■ **Prompt a**: Count the lines in the rows below that contain the string "shorts", and give only the number.

■ **Source document**:
## begin
Id. Diaz argues, however, that Commonwealth Rule of Criminal Procedure 2, which states that the Rules of Criminal Procedure "are intended to provide for the just determination of every criminal proceedings… they shall be construed to secure simplicity in procedure, fairness in administration, and the elimination of unjustifiable expense and delay," obviates his need to timely file his motion, as it was impossible to comply with the time limit imposed by Rule 33 due to the nature of his claim (ineffective assistance of counsel).
He argues: "there is absolutely no way that the defendant could have filed his motion for a new trial because defendant had tried more than sixty (60) times without success to reach his former attorney regarding the case. Defendant's attempt to communicate with his former attorney fell on death [sic] ears." Appellant's Br. at 5.
The trial court's denial of Diaz' motion for a new trial must stand for two reasons. First, there is absolutely no support in the record before this Court for the assertion Diaz makes which is necessary to his claim that "fairness in administration" of the Rules of Criminal Procedure should trump the bright line filing requirements of Rule 33. For example, Diaz claims that he "had tried more than sixty (60) times without success to reach his former attorney regarding the case." See supra n.7. He does not, however, follow (or precede) this assertion with any citation to the Excerpts of Record as required by Commonwealth Rules of Appellate Procedure 28(a)(3) and (4) .
Commonwealth Rule of Appellate Procedure 28(a)(3) reads, in pertinent part: "there shall follow a statement of the facts relevant to the issues presented for review, with appropriate references to the record." Com. R. App. P. 28(a)(3) (emphasis added).
Commonwealth Rule of Appellate Procedure 28(a)(4) reads, in pertinent part: "[t]he argument shall contain the contentions of the appellant with respect to the issues presented, and the reasons therefore, with citations to the authorities, statutes and parts of the record relied on." Com. R. App. P. 28(a)(4) (emphasis added).
It is not, however, surprising that Diaz failed to properly cite to the Excerpts of Record, because the Excerpts is devoid of any reference to the assertion that Diaz "tried more than sixty (60) times without success to reach his former attorney regarding the case."
## end
[Pointing entries for labeled objects]
## begin
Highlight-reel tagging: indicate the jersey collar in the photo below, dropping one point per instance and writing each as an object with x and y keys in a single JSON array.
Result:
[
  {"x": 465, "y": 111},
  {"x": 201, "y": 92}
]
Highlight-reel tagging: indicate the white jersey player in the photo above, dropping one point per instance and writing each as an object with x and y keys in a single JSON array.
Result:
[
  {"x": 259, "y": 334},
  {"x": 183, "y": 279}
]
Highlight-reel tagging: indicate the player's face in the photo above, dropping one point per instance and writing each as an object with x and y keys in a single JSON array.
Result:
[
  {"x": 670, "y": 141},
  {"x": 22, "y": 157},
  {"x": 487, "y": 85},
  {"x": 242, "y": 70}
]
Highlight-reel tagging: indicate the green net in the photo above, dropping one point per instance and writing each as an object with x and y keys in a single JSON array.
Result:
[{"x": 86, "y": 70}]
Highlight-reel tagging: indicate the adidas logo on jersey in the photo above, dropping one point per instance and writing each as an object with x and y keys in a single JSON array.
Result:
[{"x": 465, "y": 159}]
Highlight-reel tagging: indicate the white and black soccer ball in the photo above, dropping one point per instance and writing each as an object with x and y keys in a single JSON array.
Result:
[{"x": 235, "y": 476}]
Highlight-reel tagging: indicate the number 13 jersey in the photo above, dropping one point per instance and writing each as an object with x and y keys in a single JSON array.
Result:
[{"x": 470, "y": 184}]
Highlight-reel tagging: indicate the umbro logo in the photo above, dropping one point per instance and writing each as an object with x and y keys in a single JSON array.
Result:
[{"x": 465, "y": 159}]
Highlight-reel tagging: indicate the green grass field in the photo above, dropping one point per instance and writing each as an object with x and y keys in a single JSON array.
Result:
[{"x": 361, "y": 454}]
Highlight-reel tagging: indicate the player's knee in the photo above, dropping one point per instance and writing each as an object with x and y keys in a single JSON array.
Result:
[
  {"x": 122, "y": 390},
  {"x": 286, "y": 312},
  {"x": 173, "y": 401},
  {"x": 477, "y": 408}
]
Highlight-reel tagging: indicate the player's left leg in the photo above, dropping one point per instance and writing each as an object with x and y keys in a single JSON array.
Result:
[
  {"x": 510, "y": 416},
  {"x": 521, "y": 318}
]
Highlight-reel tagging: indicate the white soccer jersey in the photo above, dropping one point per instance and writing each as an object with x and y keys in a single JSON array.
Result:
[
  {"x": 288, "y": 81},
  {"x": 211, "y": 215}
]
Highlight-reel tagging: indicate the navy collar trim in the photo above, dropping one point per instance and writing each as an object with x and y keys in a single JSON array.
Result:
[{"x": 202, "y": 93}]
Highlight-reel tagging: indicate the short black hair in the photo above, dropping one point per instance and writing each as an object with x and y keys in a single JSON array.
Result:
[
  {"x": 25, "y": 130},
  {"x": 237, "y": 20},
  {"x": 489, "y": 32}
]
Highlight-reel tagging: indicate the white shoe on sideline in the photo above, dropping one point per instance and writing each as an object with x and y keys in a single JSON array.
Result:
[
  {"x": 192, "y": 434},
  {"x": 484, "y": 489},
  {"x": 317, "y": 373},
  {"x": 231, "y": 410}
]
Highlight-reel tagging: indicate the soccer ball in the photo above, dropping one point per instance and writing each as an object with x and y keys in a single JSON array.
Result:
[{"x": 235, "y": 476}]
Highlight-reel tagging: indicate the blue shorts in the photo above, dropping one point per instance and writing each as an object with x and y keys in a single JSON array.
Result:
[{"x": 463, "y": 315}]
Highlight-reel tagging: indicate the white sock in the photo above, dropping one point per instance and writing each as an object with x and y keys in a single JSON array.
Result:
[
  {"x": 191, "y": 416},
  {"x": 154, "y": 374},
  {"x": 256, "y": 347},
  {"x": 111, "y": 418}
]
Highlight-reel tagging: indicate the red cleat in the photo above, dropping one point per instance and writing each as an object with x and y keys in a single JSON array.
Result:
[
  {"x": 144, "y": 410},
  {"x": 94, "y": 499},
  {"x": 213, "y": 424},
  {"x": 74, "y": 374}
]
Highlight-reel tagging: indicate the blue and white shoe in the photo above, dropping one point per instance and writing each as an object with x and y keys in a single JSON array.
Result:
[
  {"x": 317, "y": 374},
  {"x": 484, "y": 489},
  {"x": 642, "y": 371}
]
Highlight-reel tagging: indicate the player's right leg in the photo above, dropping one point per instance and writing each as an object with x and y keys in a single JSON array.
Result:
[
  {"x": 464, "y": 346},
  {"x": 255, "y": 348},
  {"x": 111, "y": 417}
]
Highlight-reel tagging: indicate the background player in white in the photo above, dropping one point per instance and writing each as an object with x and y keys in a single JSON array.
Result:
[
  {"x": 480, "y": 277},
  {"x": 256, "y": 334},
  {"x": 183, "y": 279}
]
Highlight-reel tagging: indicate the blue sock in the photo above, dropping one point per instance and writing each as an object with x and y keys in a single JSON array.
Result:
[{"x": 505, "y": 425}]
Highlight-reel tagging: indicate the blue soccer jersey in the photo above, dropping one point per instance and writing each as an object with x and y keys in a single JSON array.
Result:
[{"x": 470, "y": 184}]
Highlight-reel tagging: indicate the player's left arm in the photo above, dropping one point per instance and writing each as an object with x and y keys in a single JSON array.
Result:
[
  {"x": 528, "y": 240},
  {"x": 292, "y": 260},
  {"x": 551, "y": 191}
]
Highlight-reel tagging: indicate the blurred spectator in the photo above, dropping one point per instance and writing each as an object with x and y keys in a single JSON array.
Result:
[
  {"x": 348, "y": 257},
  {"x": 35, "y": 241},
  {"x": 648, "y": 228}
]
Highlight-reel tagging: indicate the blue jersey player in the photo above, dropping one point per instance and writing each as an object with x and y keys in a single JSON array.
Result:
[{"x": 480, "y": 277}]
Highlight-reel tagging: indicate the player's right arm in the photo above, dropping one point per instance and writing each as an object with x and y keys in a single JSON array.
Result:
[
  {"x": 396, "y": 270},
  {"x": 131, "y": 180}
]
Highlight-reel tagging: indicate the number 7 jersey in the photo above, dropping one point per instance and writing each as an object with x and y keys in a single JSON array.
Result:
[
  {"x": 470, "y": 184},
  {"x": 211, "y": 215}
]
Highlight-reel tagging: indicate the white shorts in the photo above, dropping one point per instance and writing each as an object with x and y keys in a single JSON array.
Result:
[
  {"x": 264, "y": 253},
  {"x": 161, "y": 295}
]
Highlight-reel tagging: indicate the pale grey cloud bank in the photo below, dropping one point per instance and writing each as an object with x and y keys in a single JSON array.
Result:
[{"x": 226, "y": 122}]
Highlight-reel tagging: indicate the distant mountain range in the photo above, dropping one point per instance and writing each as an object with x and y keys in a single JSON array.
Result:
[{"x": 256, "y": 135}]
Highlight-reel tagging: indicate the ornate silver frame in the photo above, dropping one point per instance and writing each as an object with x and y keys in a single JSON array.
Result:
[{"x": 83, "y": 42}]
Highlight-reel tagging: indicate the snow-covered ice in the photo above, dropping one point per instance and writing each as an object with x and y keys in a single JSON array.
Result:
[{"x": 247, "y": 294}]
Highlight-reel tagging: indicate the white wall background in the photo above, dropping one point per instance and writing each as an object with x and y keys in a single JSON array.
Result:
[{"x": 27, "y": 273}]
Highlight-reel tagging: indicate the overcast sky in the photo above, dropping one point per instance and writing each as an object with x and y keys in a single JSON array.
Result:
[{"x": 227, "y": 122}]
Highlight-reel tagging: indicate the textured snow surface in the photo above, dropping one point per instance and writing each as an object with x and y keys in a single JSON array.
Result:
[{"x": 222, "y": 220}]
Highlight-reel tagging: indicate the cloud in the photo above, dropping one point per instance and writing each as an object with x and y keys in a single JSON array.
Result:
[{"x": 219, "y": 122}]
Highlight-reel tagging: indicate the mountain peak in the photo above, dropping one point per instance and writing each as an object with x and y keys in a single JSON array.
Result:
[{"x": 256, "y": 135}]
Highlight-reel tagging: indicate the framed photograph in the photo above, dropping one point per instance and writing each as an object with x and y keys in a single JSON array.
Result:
## end
■ **Prompt b**: Continue the court's discussion of Diaz's untimely motion for a new trial, starting right after its final sentence.

■ **Exercise answer a**: 2

■ **Exercise answer b**:
The trial court's Order Denying Defendant's Motion for a New Trial filed on September 30, 2002, does state:
on June 12, 2002, fifty-one (51) days after his conviction, Defendant submitted a letter to the court with allegations of ineffective assistance of counsel. Specifically, he claimed that his counsel had never spoken to him at CDC, had not followed up on any of his requests to speak to certain witnesses, nor in any meaningful manner represented him throughout the entire course of his criminal trial.
E.R. at 5.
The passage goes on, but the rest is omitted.